[begin Input records]
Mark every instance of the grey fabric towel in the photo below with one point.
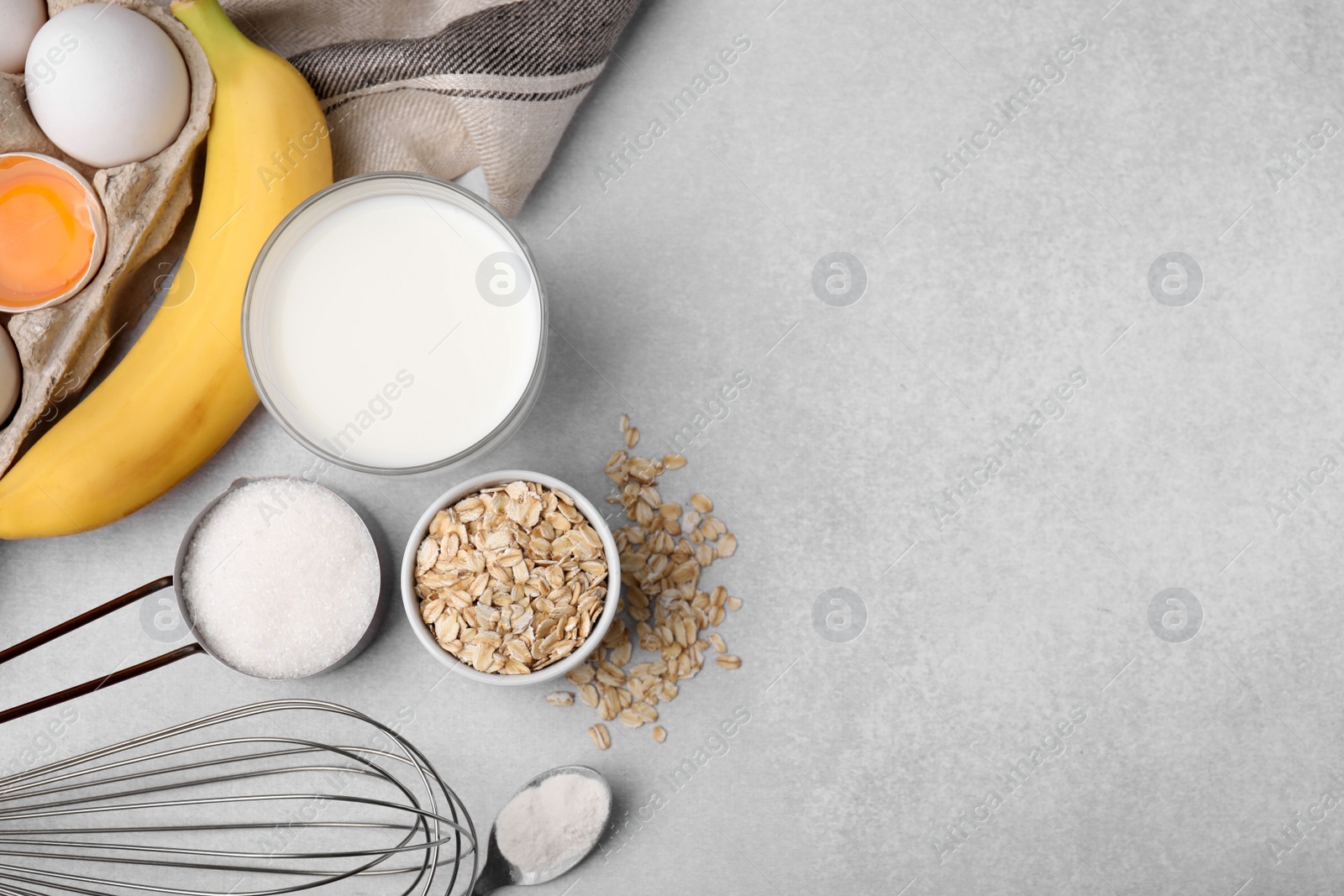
(441, 86)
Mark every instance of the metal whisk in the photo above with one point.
(239, 802)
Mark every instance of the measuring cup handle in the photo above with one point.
(85, 618)
(89, 687)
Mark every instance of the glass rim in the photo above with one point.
(452, 192)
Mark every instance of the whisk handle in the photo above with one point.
(89, 687)
(85, 618)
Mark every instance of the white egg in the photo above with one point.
(107, 85)
(19, 20)
(11, 376)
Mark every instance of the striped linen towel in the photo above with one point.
(444, 86)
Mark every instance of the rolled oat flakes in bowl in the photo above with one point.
(506, 578)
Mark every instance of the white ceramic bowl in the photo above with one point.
(501, 477)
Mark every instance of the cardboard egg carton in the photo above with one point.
(147, 206)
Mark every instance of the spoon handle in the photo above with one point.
(89, 687)
(84, 618)
(494, 873)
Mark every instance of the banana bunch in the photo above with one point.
(183, 390)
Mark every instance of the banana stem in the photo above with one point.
(212, 26)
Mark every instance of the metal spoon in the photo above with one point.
(501, 872)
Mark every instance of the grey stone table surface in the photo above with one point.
(1014, 422)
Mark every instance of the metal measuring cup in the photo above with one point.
(197, 647)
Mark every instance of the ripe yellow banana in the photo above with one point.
(183, 390)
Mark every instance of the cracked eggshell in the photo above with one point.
(11, 376)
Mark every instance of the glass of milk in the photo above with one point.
(394, 322)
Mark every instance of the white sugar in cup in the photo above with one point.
(394, 322)
(280, 578)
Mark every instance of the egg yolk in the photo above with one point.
(46, 233)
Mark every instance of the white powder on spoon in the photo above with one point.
(553, 824)
(281, 578)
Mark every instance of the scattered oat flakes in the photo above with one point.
(664, 551)
(511, 579)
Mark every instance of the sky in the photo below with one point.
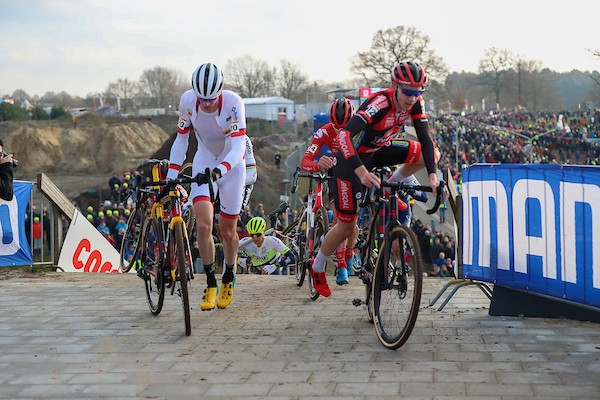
(81, 46)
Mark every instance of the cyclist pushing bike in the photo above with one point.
(340, 112)
(266, 254)
(380, 118)
(217, 118)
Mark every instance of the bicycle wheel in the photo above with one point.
(397, 286)
(152, 265)
(131, 240)
(318, 233)
(182, 268)
(292, 239)
(189, 217)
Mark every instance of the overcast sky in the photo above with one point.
(80, 46)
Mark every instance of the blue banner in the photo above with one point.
(14, 248)
(533, 228)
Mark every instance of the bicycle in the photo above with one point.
(144, 198)
(165, 260)
(306, 232)
(391, 263)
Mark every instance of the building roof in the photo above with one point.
(267, 100)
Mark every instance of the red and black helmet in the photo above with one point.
(409, 73)
(340, 112)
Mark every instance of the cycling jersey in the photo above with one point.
(378, 145)
(221, 145)
(380, 123)
(251, 173)
(324, 136)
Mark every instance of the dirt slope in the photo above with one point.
(83, 159)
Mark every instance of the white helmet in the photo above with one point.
(207, 81)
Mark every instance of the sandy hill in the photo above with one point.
(82, 160)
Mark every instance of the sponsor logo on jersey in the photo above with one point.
(345, 195)
(233, 128)
(372, 110)
(344, 147)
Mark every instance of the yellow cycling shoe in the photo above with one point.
(226, 295)
(209, 299)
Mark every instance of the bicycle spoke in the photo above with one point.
(397, 286)
(151, 269)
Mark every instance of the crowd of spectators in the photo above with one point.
(483, 137)
(518, 137)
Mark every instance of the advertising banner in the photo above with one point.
(14, 248)
(533, 228)
(86, 250)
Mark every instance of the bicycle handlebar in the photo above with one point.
(201, 178)
(439, 196)
(320, 177)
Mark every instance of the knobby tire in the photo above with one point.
(396, 297)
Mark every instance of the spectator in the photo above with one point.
(121, 224)
(112, 181)
(102, 228)
(119, 238)
(37, 234)
(277, 160)
(448, 268)
(442, 210)
(259, 211)
(6, 174)
(440, 260)
(425, 244)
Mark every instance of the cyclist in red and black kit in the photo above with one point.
(340, 112)
(378, 121)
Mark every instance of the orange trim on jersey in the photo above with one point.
(184, 131)
(200, 198)
(347, 218)
(228, 216)
(414, 152)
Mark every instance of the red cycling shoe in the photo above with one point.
(320, 282)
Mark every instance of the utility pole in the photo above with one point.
(519, 84)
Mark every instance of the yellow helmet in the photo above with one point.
(256, 225)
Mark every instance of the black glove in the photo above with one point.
(216, 174)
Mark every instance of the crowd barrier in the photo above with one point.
(531, 229)
(81, 248)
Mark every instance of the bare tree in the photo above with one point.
(163, 85)
(124, 91)
(493, 67)
(20, 95)
(249, 76)
(123, 88)
(391, 46)
(595, 78)
(461, 89)
(290, 81)
(530, 84)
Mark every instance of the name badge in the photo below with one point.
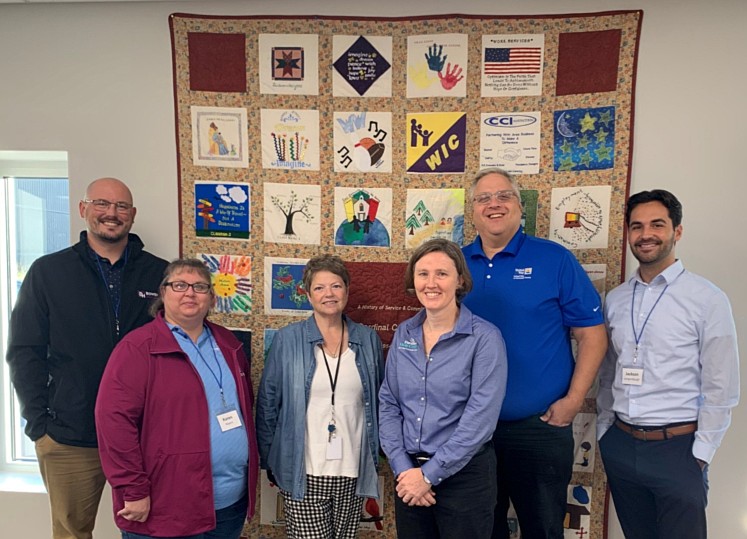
(334, 448)
(229, 420)
(632, 376)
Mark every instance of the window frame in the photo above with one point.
(18, 165)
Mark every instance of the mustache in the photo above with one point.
(111, 220)
(651, 240)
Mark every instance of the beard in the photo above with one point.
(663, 250)
(105, 234)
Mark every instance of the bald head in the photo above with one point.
(109, 214)
(112, 185)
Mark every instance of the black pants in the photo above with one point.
(535, 463)
(658, 488)
(464, 505)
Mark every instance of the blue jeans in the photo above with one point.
(229, 524)
(535, 463)
(464, 504)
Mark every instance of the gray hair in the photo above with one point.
(191, 265)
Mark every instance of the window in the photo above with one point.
(34, 220)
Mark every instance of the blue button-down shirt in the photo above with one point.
(688, 352)
(447, 403)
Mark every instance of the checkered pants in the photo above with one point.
(329, 510)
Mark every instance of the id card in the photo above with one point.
(229, 420)
(632, 376)
(334, 448)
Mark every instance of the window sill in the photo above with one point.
(29, 482)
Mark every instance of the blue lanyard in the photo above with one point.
(219, 377)
(638, 335)
(117, 301)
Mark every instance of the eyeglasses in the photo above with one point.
(101, 204)
(500, 196)
(181, 286)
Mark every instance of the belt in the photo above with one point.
(657, 434)
(418, 459)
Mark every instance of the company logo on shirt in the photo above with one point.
(408, 345)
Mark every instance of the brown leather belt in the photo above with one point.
(657, 434)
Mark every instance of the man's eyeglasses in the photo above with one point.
(101, 204)
(181, 286)
(500, 196)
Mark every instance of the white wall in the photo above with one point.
(95, 80)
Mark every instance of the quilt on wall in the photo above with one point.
(360, 136)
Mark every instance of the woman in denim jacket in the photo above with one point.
(317, 420)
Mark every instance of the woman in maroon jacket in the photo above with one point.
(174, 419)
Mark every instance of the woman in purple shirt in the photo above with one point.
(444, 384)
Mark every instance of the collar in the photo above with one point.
(666, 277)
(314, 336)
(463, 324)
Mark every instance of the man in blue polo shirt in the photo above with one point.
(536, 292)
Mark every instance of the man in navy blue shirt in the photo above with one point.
(537, 294)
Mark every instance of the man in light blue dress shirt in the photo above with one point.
(668, 383)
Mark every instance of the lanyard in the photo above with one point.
(117, 300)
(333, 381)
(639, 335)
(219, 377)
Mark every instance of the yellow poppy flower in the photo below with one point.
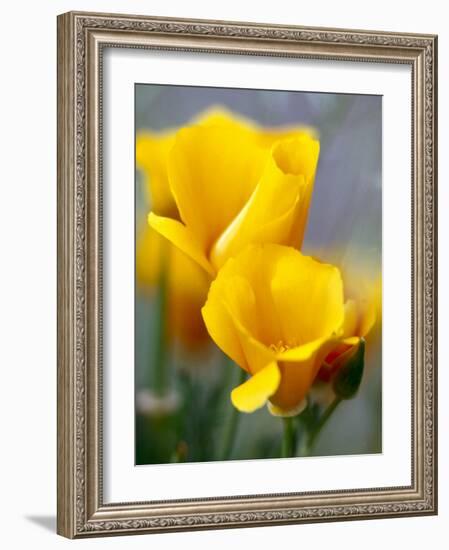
(235, 184)
(363, 310)
(277, 314)
(187, 286)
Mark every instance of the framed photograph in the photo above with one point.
(247, 274)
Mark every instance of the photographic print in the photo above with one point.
(247, 282)
(258, 274)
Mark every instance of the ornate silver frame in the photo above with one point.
(81, 39)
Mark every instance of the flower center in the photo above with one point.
(281, 346)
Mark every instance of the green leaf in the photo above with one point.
(349, 376)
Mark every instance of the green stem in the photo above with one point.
(230, 429)
(321, 422)
(289, 439)
(160, 326)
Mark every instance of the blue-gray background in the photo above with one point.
(345, 215)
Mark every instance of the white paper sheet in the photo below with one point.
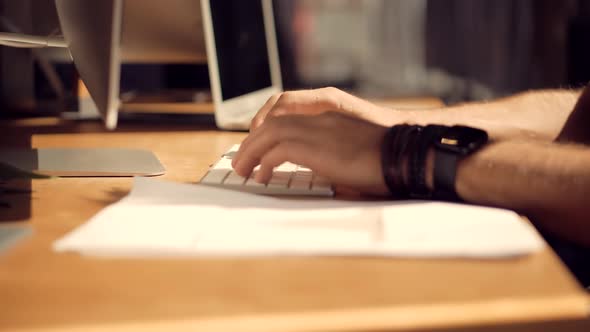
(168, 219)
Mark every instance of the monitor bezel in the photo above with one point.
(236, 113)
(90, 44)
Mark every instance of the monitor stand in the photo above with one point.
(84, 162)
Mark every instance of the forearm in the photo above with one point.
(536, 114)
(549, 183)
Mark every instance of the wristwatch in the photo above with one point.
(450, 146)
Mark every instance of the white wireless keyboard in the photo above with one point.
(287, 179)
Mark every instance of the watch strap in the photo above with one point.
(445, 172)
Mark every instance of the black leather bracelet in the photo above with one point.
(386, 157)
(418, 186)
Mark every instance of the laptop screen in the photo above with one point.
(242, 52)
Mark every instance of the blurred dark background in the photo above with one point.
(457, 50)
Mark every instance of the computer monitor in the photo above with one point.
(101, 35)
(92, 30)
(243, 58)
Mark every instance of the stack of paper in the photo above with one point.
(160, 218)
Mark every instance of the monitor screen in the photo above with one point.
(242, 53)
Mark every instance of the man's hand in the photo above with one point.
(340, 147)
(313, 102)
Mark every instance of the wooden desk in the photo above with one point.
(45, 291)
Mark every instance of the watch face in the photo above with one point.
(462, 140)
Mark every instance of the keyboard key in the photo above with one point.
(233, 179)
(215, 176)
(287, 179)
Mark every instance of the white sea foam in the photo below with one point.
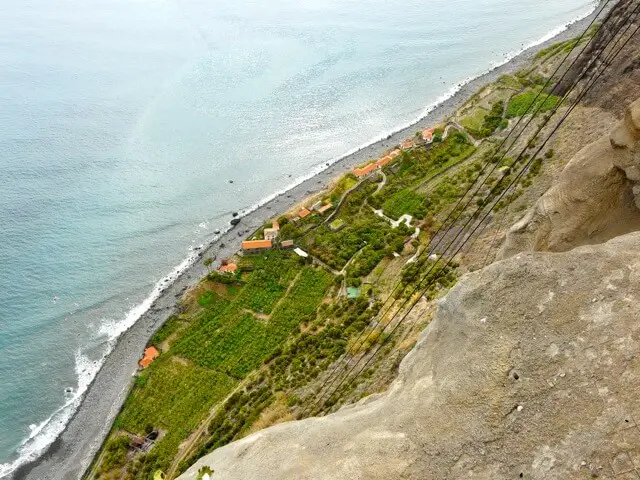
(43, 434)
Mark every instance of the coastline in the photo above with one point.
(72, 452)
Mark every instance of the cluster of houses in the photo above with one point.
(367, 169)
(318, 207)
(427, 136)
(150, 354)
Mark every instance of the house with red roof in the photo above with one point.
(427, 134)
(254, 246)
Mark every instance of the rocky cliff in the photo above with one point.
(502, 384)
(595, 199)
(530, 369)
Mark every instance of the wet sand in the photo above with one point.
(71, 454)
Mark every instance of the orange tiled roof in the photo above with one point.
(427, 133)
(150, 354)
(256, 244)
(230, 268)
(366, 170)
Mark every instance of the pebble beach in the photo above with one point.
(72, 452)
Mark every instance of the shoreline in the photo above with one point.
(72, 452)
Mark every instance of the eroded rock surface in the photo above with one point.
(595, 199)
(531, 369)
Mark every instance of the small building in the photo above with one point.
(228, 268)
(353, 293)
(150, 354)
(255, 246)
(325, 207)
(427, 134)
(304, 213)
(364, 171)
(270, 234)
(337, 225)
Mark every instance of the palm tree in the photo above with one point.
(208, 262)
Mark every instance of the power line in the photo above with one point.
(429, 252)
(585, 91)
(515, 180)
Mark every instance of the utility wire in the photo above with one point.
(585, 91)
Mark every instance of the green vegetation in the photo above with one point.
(405, 201)
(173, 398)
(527, 103)
(566, 46)
(488, 123)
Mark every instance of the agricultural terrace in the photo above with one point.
(250, 348)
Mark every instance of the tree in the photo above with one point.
(208, 262)
(204, 473)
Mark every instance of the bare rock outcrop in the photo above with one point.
(501, 385)
(594, 200)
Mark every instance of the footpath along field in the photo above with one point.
(251, 348)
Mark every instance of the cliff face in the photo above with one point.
(595, 199)
(500, 385)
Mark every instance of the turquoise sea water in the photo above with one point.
(122, 122)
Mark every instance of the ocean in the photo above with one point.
(131, 130)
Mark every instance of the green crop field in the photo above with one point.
(172, 398)
(520, 105)
(405, 202)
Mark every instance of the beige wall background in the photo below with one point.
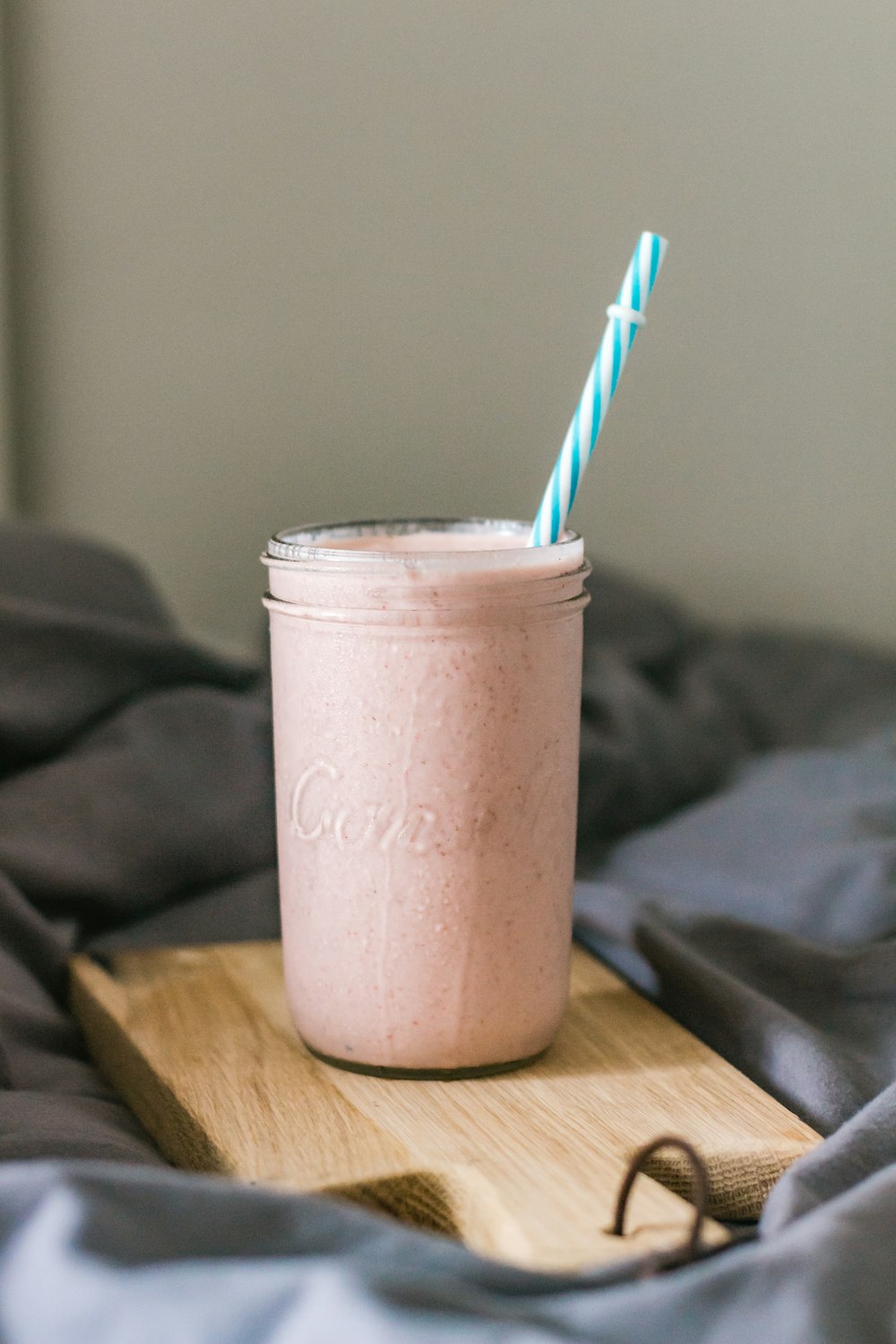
(296, 261)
[end Input records]
__Exercise instructions__
Exactly the lines from the one with "Mark every instance of the agricultural" through the end of the records should be written out, and only those. Pictures do not belong in the copy.

__Finished answer__
Mark every instance of the agricultural terrace in the photo above with one point.
(250, 348)
Mark every instance of the tree in the photo above with one point.
(208, 262)
(204, 473)
Mark every instance of the bare rock outcrop in the photo above with one point.
(501, 385)
(594, 200)
Mark every instance of the footpath along field in the photo above with one point.
(251, 348)
Mark every instance of the cliff face in the photo above with one point.
(595, 199)
(500, 385)
Mark every instance of the turquoise sea water in the photo above with one point.
(122, 122)
Mark every instance of the ocean in the photo above with one point.
(131, 130)
Mark every instance of the green crop field in the photo above with one point.
(172, 398)
(520, 105)
(405, 202)
Mark every instance of the beige wall background in the photo below with one point.
(296, 261)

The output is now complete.